Stated problem
Locate the line that contains "of the narrow". Print it and every subsequent line through the final line of the records, exactly and only those.

Coordinate labeling data
⁂

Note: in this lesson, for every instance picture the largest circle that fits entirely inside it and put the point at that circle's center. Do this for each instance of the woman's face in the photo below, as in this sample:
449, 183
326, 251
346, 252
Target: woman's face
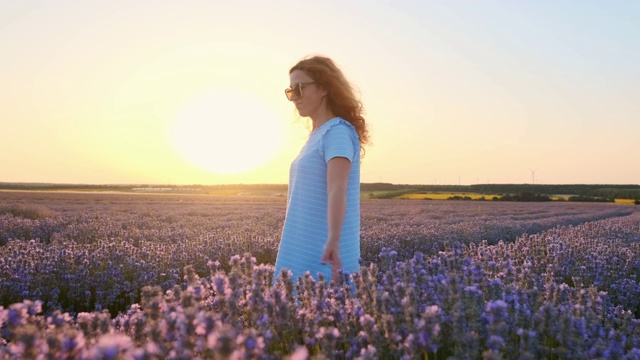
312, 100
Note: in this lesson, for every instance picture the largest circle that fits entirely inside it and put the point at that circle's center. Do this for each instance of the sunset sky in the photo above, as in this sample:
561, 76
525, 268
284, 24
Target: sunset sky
191, 92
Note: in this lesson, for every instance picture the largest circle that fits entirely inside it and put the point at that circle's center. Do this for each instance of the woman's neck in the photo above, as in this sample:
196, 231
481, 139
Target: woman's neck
321, 118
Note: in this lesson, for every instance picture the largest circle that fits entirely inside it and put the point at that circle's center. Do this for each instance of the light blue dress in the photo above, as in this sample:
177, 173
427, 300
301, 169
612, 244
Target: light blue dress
306, 227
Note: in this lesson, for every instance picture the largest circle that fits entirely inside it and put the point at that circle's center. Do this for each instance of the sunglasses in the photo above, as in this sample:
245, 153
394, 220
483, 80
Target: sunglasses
295, 91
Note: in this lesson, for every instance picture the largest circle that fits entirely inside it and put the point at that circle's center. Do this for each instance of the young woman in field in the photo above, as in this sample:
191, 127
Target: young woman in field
321, 232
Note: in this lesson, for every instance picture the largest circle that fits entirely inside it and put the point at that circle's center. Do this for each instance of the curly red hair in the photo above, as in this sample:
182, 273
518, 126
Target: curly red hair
340, 95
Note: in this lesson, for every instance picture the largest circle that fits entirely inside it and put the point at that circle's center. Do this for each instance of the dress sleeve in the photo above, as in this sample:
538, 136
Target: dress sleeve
340, 141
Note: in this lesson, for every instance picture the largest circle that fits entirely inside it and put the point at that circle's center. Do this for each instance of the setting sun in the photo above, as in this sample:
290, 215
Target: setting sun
227, 132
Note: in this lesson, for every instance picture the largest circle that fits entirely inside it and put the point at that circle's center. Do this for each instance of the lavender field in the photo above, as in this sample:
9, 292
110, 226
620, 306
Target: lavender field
119, 276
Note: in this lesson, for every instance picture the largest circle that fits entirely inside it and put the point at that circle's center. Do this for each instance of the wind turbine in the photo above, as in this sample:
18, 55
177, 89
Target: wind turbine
533, 176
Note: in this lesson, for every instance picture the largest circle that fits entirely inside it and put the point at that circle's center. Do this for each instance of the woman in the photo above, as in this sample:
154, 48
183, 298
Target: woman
321, 232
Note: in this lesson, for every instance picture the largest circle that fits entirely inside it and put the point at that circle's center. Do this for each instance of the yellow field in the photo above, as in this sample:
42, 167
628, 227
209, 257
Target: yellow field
444, 196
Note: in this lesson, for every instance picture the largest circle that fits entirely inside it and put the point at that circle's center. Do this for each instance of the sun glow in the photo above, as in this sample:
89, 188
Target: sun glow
227, 132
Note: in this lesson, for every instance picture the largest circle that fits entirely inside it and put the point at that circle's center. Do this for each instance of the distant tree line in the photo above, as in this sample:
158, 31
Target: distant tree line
516, 190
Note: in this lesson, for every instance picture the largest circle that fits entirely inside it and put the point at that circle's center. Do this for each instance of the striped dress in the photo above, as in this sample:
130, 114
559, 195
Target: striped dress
305, 228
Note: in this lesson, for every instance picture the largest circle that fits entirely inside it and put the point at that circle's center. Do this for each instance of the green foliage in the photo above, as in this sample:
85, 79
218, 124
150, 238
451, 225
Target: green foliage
525, 196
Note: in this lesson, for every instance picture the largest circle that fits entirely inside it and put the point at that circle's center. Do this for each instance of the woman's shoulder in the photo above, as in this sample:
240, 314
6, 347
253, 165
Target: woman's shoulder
337, 123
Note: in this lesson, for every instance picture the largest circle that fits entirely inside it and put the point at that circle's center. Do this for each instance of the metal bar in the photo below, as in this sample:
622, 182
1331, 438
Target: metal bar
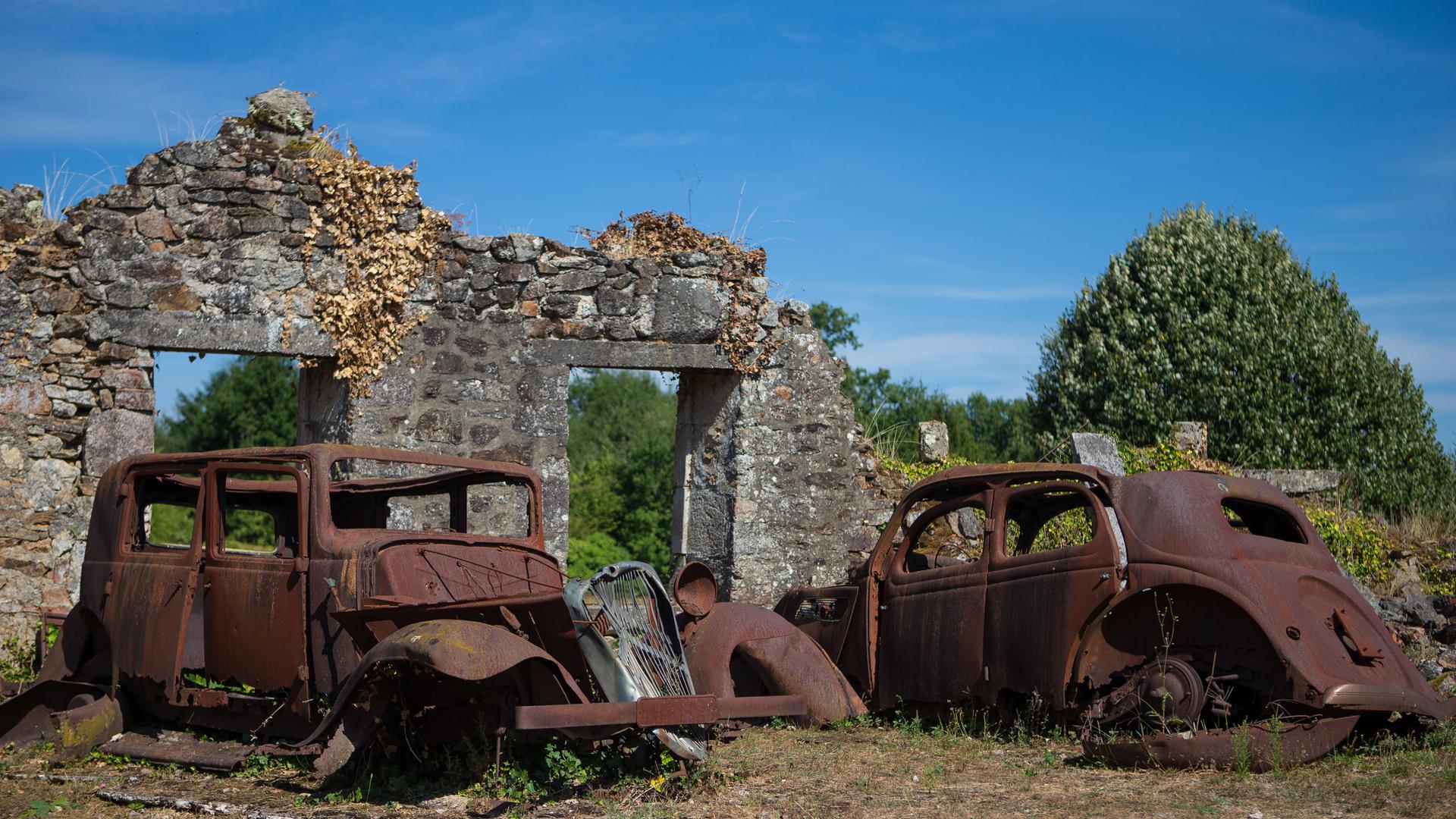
657, 711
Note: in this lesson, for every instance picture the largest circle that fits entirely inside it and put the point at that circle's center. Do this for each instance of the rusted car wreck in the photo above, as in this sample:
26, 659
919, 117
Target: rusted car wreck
1183, 617
310, 596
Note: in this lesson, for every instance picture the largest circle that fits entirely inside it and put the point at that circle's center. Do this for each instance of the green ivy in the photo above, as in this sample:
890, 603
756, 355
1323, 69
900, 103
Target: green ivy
1359, 544
916, 471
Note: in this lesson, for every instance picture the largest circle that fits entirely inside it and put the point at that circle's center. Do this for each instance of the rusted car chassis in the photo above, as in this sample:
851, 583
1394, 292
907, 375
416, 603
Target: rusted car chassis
1183, 617
315, 596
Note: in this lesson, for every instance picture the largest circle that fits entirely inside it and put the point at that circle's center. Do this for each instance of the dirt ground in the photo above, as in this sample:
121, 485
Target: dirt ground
855, 771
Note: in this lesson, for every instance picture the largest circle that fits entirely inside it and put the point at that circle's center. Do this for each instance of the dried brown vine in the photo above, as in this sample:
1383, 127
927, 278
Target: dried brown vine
654, 235
364, 212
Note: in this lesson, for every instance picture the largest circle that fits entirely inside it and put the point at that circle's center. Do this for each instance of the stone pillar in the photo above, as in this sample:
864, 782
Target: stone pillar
1098, 450
935, 442
1191, 436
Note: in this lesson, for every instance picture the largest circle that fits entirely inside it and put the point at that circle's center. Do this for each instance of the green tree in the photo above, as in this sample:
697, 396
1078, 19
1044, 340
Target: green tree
248, 403
620, 449
1206, 316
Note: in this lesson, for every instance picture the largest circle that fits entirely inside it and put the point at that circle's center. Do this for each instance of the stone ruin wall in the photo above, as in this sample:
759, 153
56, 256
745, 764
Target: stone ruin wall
202, 249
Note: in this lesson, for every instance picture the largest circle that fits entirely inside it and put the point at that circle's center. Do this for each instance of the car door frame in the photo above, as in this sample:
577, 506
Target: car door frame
150, 592
235, 583
930, 620
1038, 604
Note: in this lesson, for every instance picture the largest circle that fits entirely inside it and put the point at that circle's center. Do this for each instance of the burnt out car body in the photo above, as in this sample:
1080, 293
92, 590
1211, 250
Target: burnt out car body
309, 595
1194, 598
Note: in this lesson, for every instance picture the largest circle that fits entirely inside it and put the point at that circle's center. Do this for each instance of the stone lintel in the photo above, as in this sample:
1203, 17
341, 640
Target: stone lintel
1298, 482
175, 330
626, 354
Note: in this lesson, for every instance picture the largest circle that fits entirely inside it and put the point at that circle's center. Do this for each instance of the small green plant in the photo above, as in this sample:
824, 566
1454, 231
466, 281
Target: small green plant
1276, 744
202, 681
1359, 544
916, 471
1163, 457
18, 659
1242, 758
46, 808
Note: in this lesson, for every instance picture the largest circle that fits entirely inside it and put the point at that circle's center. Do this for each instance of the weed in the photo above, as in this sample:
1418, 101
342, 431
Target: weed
64, 187
1242, 757
46, 808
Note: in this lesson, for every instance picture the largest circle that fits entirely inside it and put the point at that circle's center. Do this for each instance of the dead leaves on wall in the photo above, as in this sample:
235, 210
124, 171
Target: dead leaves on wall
386, 242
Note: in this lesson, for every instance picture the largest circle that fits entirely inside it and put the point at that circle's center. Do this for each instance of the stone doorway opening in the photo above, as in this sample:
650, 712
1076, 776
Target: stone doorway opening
223, 401
648, 475
622, 483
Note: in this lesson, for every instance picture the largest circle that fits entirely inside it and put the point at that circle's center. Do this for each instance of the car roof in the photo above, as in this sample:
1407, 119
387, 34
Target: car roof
329, 452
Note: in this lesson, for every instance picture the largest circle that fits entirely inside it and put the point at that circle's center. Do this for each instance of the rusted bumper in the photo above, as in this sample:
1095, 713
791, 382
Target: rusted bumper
657, 711
1359, 697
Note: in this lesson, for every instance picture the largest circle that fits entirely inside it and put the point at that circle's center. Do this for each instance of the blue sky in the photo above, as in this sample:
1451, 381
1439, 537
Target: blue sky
949, 172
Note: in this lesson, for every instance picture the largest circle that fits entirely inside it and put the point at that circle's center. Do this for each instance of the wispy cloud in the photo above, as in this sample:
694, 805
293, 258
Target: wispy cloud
956, 350
1429, 354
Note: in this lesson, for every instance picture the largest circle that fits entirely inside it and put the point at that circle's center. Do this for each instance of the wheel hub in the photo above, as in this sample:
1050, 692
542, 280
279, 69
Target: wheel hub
1174, 689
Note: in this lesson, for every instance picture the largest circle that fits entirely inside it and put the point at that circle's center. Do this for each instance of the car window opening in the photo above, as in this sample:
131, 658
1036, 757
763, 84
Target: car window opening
1049, 521
1261, 521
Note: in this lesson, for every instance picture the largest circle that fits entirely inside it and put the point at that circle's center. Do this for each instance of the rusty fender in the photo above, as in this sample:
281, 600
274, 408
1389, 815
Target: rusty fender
74, 717
466, 651
785, 659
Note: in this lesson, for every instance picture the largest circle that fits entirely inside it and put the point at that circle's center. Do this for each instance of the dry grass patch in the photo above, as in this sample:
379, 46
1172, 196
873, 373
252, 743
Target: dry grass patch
871, 771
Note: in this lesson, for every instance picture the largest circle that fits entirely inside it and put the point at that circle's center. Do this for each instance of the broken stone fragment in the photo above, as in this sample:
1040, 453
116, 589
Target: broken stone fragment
1098, 450
935, 442
281, 110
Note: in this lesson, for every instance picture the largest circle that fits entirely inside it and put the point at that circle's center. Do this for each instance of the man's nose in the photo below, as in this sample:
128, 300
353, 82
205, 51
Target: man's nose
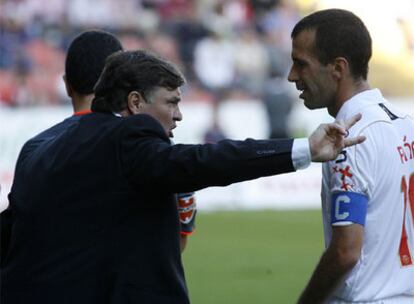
178, 116
292, 76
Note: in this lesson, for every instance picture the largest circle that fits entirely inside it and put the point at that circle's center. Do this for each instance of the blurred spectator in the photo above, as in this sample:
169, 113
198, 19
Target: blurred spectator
214, 62
279, 103
34, 35
251, 61
214, 134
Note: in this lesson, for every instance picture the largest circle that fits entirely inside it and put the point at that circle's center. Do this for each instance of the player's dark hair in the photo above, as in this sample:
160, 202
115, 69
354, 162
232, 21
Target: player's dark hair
85, 59
128, 71
339, 33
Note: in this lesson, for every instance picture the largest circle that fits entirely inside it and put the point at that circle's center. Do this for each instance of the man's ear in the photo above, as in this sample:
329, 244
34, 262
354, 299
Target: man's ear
69, 90
340, 68
135, 102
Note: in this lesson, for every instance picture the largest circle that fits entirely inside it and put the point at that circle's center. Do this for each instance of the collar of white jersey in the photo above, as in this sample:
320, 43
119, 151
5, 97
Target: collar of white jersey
355, 103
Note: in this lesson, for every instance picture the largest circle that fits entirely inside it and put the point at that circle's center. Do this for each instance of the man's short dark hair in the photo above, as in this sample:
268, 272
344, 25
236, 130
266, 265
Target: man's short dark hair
85, 59
339, 33
127, 71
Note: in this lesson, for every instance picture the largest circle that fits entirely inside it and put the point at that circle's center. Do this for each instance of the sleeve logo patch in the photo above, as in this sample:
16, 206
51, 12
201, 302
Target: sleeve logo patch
346, 177
186, 208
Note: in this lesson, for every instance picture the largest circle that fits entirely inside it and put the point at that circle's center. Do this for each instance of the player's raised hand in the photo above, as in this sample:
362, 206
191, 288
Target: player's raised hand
328, 140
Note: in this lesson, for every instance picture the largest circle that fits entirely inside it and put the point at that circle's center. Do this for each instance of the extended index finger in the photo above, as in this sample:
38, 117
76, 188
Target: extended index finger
350, 122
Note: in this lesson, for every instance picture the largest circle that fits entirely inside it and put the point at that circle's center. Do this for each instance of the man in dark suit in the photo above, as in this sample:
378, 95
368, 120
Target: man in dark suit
96, 219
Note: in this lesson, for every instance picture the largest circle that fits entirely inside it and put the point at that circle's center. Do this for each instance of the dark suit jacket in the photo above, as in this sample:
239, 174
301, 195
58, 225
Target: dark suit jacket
93, 213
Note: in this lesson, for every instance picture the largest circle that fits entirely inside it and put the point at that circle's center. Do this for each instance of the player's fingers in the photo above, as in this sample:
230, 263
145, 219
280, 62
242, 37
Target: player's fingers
336, 127
347, 124
354, 141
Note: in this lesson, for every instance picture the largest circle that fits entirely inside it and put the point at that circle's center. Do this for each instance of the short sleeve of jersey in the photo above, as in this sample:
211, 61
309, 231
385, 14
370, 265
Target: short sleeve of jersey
349, 179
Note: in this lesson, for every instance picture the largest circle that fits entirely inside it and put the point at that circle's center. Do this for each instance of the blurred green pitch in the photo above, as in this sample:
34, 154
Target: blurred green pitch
252, 257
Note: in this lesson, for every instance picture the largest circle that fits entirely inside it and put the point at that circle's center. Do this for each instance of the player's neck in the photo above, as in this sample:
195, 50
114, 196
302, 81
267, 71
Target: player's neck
346, 92
82, 103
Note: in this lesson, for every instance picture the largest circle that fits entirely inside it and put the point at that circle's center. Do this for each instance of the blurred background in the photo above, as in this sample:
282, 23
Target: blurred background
236, 56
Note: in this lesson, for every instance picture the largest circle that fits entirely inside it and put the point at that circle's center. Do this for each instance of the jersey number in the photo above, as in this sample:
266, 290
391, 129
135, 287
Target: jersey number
408, 190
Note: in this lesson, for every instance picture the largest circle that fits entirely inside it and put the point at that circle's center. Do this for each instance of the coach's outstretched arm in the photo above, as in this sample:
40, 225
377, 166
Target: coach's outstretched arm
328, 140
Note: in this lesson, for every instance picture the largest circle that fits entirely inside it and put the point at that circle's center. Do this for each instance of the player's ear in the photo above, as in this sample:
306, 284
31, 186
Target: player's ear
69, 90
135, 102
340, 68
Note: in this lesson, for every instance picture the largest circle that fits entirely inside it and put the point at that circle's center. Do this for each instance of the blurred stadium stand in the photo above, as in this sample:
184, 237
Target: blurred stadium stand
234, 53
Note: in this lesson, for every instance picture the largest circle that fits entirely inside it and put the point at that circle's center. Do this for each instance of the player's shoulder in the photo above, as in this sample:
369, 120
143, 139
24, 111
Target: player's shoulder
145, 125
376, 115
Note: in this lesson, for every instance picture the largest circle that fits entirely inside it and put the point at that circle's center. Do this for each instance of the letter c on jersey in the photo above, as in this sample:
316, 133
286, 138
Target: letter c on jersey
341, 199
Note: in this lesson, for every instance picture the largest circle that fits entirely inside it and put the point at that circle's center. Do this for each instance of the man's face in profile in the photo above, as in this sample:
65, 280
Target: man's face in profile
163, 105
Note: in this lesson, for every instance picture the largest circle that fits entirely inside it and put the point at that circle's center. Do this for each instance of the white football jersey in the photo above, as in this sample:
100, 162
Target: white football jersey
376, 176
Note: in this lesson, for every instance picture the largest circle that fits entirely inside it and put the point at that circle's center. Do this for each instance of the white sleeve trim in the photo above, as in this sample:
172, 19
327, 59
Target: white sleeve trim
301, 157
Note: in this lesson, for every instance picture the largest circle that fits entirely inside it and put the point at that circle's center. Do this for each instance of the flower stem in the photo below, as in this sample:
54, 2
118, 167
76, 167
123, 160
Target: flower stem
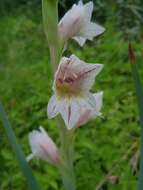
139, 94
67, 150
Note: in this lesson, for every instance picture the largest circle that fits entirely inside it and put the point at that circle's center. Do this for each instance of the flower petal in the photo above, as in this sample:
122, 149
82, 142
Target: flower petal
88, 7
69, 110
81, 41
52, 108
43, 147
89, 112
92, 30
99, 101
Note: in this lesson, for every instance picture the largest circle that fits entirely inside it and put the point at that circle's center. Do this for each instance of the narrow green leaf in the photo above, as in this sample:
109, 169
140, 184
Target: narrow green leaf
139, 93
18, 151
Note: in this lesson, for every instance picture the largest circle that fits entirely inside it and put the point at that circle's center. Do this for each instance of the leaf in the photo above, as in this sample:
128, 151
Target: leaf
18, 151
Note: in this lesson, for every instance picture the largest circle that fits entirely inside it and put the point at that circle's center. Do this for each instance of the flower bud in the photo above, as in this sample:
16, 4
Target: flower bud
76, 24
43, 147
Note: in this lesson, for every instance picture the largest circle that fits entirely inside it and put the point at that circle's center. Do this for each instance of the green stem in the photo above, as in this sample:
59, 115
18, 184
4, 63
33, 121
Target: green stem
67, 150
139, 94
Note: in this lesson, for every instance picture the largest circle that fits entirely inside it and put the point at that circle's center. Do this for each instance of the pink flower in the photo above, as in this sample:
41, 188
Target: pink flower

⁂

Complete output
Note: in this lesson, for every instance picture the largest circle that fits entirely inside it and put the point at that circle's center. Do this for each instance of the narrow green leaf in the photo above, as in this sample:
109, 169
140, 184
Target: narrow green leaf
139, 93
18, 151
Note: in this lesson, for every instance picture the largest circle that fits entirely inside it and put the point at that circle's center. Do this for each instance of the leaf in the photo above, as in this sample:
128, 151
Target: leaf
18, 151
Note: in this lesson, for every instance picture the largest circle that fits entirely inside it and put the point at that circle's center. Do this for each instance of the flower bud in the photo above, as in this sample:
16, 4
Target: flower bud
76, 24
43, 147
Note: in this lesson, for every instance picture the largest circle that fits entirely inside it and put the point at that circle's center. Do this for each instance of the green stem in the photo above, as in this sample:
59, 115
18, 184
4, 63
33, 121
Target: green stem
67, 150
139, 94
Note: in this lesson, for every instance picture the largest circle that fits entirely inside it and put the point at that circle's center. Do this for each instance of the pink flower in the photo above, as in this sample:
41, 188
Target: pink flower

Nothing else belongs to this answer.